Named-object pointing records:
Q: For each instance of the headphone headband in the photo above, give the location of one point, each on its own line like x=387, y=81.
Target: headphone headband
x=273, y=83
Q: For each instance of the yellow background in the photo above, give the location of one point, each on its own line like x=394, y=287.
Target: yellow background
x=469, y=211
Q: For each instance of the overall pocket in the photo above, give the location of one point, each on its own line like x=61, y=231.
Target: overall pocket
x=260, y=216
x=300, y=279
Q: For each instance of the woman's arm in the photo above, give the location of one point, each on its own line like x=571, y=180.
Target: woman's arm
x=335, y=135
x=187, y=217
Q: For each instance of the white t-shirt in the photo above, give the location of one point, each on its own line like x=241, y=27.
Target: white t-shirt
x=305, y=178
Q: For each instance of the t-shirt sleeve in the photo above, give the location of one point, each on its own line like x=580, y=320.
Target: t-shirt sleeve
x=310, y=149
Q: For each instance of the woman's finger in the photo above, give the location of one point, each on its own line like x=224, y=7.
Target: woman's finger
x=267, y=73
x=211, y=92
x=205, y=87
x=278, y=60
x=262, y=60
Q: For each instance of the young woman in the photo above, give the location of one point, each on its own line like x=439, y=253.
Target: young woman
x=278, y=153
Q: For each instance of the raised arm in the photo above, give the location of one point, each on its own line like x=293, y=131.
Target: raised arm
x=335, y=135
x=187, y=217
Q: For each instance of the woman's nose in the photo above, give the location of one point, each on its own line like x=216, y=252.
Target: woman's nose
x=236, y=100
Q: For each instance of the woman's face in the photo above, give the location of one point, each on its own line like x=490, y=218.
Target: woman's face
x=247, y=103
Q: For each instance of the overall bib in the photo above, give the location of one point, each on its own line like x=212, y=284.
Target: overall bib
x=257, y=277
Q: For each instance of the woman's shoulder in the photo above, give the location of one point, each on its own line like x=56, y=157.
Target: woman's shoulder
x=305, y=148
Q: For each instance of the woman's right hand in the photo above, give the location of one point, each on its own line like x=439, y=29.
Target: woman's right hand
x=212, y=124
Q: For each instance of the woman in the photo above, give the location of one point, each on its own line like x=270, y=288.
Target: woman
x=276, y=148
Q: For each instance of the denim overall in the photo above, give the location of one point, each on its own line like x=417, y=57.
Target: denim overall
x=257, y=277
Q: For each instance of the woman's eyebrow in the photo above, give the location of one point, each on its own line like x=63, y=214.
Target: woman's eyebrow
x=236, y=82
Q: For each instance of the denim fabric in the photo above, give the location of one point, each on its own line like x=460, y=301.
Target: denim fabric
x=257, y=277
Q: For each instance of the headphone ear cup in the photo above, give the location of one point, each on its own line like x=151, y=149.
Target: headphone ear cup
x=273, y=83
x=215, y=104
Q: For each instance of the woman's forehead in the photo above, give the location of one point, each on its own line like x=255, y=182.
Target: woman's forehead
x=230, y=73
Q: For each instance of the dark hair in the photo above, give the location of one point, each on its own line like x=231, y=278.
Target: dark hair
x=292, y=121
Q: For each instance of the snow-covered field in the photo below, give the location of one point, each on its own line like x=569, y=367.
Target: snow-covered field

**Instructions for the task**
Rescale the lines between the ones holding "Q: For each instance of the overall pocket" and "x=300, y=279", inclusive, and give only those lines with the requests included. Multiply each answer coordinate by 1.35 and round to whole numbers with halves going up, leaving the numbers in the requests and their format samples as they are.

**Correct response**
Q: For each instance of the overall pocket in the photo above, give the location of one point, each on its own line like x=61, y=231.
Target: overall pocket
x=351, y=292
x=405, y=377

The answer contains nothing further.